# [Required work]
Output each entry below as it stands, leaving out every picture.

Begin Input material

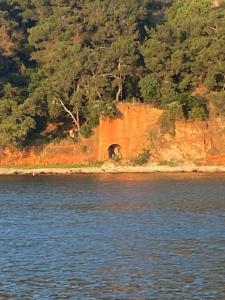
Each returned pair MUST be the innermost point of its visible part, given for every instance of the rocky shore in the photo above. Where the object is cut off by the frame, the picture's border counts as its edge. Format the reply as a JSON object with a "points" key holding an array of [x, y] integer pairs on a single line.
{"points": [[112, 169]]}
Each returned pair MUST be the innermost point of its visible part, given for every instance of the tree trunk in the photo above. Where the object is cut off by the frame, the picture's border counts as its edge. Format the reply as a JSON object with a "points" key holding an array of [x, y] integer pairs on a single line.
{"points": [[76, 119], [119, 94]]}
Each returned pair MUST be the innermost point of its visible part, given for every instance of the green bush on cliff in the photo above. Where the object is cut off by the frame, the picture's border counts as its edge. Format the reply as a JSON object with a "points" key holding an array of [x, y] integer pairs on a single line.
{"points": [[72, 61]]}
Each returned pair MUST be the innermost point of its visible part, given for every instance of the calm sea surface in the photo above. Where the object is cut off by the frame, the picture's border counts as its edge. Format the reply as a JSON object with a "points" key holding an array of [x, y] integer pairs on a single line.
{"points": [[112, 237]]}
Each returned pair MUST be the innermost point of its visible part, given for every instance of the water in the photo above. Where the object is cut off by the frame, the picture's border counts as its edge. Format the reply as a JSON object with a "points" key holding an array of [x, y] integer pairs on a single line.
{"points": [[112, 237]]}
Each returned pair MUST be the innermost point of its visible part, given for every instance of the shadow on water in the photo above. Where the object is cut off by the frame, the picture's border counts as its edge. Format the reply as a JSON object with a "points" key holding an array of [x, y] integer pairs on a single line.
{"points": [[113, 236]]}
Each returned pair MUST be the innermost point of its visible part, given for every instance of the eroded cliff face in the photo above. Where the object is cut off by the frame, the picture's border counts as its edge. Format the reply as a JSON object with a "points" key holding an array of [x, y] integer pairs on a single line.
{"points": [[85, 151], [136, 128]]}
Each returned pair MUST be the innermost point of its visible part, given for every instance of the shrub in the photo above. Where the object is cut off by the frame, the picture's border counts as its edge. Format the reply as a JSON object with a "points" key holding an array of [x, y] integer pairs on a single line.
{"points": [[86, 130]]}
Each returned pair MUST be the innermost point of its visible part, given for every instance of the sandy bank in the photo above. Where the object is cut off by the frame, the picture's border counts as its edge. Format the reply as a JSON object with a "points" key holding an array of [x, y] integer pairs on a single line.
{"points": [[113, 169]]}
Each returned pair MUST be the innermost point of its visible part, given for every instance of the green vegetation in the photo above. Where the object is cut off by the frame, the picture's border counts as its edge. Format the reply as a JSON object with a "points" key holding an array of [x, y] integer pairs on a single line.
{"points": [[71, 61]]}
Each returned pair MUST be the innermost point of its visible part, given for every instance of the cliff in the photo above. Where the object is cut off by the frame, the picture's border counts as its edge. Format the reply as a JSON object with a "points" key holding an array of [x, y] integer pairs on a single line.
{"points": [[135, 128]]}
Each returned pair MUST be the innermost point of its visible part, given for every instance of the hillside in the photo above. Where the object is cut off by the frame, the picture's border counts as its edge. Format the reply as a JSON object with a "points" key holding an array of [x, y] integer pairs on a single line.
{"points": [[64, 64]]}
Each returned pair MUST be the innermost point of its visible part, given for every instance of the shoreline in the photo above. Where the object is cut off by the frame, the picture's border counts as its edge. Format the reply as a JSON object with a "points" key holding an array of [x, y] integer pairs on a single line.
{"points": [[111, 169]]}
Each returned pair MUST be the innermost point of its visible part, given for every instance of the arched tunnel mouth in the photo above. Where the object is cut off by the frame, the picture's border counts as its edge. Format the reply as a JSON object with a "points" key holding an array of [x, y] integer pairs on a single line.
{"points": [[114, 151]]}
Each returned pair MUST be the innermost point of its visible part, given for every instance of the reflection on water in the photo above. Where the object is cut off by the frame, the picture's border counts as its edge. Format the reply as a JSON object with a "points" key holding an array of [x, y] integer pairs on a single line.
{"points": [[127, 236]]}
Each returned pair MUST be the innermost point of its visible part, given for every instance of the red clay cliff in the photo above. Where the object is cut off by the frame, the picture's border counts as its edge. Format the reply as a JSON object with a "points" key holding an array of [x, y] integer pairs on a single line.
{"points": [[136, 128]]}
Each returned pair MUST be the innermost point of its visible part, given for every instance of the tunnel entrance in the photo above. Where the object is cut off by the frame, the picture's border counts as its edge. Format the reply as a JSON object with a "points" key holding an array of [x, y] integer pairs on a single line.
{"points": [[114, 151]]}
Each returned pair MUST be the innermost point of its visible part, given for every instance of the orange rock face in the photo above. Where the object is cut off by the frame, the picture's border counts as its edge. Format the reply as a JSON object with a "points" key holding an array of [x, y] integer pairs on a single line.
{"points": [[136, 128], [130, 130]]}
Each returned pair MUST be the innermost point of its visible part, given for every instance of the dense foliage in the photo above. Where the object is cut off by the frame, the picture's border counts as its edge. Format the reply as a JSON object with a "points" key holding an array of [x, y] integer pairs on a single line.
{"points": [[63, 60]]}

End Input material

# [Task answer]
Each returned pair MUST be the innermost point of its visible part, given for every instance of the rocky shore in the photo above. Where the object is cut off by the frame, the picture's border counts as its edge. Format the reply as a JSON object with a "points" key holding an array of [x, y] integer pairs on a single line.
{"points": [[112, 169]]}
Each returned pair MUST be the innermost point of its visible part, given for every instance of the tree trunk in the photo above. Where the object is cut off by the frame, the picture's border counts as its edge. Format the reply as a JSON object with a "points" key holding an array of [x, y] integer pairs on a single line.
{"points": [[76, 119], [119, 94]]}
Each returned pair MUST be the innermost point of its visible part, given for every instance of the green bush on cliff in the photo above. Where the object is cut off by the frame, the picture's border counts as its edge. Format the reply as a JSON object with a "points" key holding an array of [x, y] integer pairs on a single line.
{"points": [[72, 61]]}
Each returned pair MUST be the innermost point of its visible part, given for every instance of the calm sea surface in the photo above. Where the object is cut off by the frame, the picture's border counts as its edge. Format the reply as a JSON object with a "points" key holding an array of [x, y] integer pairs on a single line.
{"points": [[112, 237]]}
Each returned pair MUST be the innermost point of its visible part, given for every instance of the water in the photo above. Where the object is cut off by the frame, the picture's border counts as its edge. Format the reply as a JSON object with a "points" key holding an array of [x, y] integer pairs on a single line.
{"points": [[112, 237]]}
Each returned pair MUST be the innermost point of its visible part, given for every instance of the shadow on water in the photo above. Where the object is cut off by the frame, the picture's border counts as its edge. Format the reply as a JSON object with a "points" key holding an array of [x, y] integer pairs on a single line.
{"points": [[113, 236]]}
Each returned pair MUST be the innermost point of its visible part, given for every instance of the eroded cliff face in the photo above. Where the object is cut off by the frame, the picture's border counts as its edge. Format the reply as a JSON object with a "points" key holding an array of [x, y] integer pairs on a single line.
{"points": [[85, 151], [136, 128]]}
Each returned pair MUST be the innermost point of its visible part, given for every instance of the shrub in the photo above. Where the object is cut off by the frame, the picture's border counts as its edge. Format the reply as a JSON object with a "points" key holding an array of [x, y] integer pairs on a single line.
{"points": [[86, 130]]}
Each returned pair MUST be the innermost point of its visible part, given for every instance of the sandy bank in the photo above. Where the object is cut off by the frame, the picture's border counts as its edge. Format the reply as a JSON object with a "points" key holding an array of [x, y] integer pairs on a single line.
{"points": [[113, 169]]}
Each returned pair MUST be the innermost point of its visible part, given for every instance of the green vegetation in the photo above. Where the object is cut off by the frame, the picture's border counts as its edge. Format the reply as a JSON object with a "points" key holding an array of [x, y] integer pairs on a single line.
{"points": [[71, 61]]}
Each returned pair MUST be the innermost point of its visible part, given for every instance of the cliff in the photo above. Where the object is cut off by the frame, the picture's border counts as its edge. Format the reply as a JSON object with a "points" key holding an array of [x, y] integer pairs on a single line.
{"points": [[135, 128]]}
Each returned pair MUST be the innermost point of its visible part, given for every instance of the hillside in the photo above. Where the object is cut off by the frame, the picture's border counts as its edge. Format the reply as a JSON object with a "points" key holding an array of [x, y] integer pairs on a single line.
{"points": [[64, 64]]}
Each returned pair MUST be the innermost point of its visible part, given for every instance of the shoreline in the photo above. Where the object is cut off by the frame, the picture's border counts as its edge. Format the reply as a JSON object with a "points" key holding an array of [x, y] integer pairs on a single line.
{"points": [[111, 169]]}
Each returned pair MUST be the innermost point of its visible part, given for every instance of the arched tunnel mouth in the photo above. Where the object is cut off by the frame, the picture's border counts as its edge. Format the reply as a JSON object with a "points" key holding an array of [x, y] integer pairs on a single line.
{"points": [[114, 151]]}
Each returned pair MUST be the innermost point of its visible part, given for every instance of the reflection on water in the photo above. Where the object is cut off by the frame, the picture's border counts as its edge. Format the reply as a JSON object with a "points" key holding an array of [x, y] integer pairs on a single line.
{"points": [[127, 236]]}
Each returned pair MUST be the innermost point of its visible part, given for every instance of the red clay cliff in the photo above. Where the object is cut off by the frame, the picture's border counts as its edge. Format the reply as a JSON object with a "points" key holding an array of [x, y] integer pairs on a single line.
{"points": [[136, 128]]}
Each returned pair MUST be the innermost point of its visible part, given for every instance of the tunnel entrance in the photo above. Where the object is cut off by the frame, the picture's border counts as its edge. Format the reply as a JSON object with a "points" key holding an array of [x, y] integer pairs on a single line.
{"points": [[114, 151]]}
Each returned pair MUST be the innermost point of its visible part, given for every instance of the orange rock face in the photo above. Where the object is cut off by the frame, the picture's border counts as its edge. Format the reply as a JSON object with a "points" key holding an array of [x, y] integer pairs on a single line.
{"points": [[136, 128], [130, 130]]}
Each returned pair MUST be the innermost point of its visible part, given for every instance of the dense foliage in the photo above. Where the object is cut off by the frame, the picture's border counts as its edge. Format the reply as a JSON object with a "points" key holding an array of [x, y] integer pairs on a single line.
{"points": [[63, 60]]}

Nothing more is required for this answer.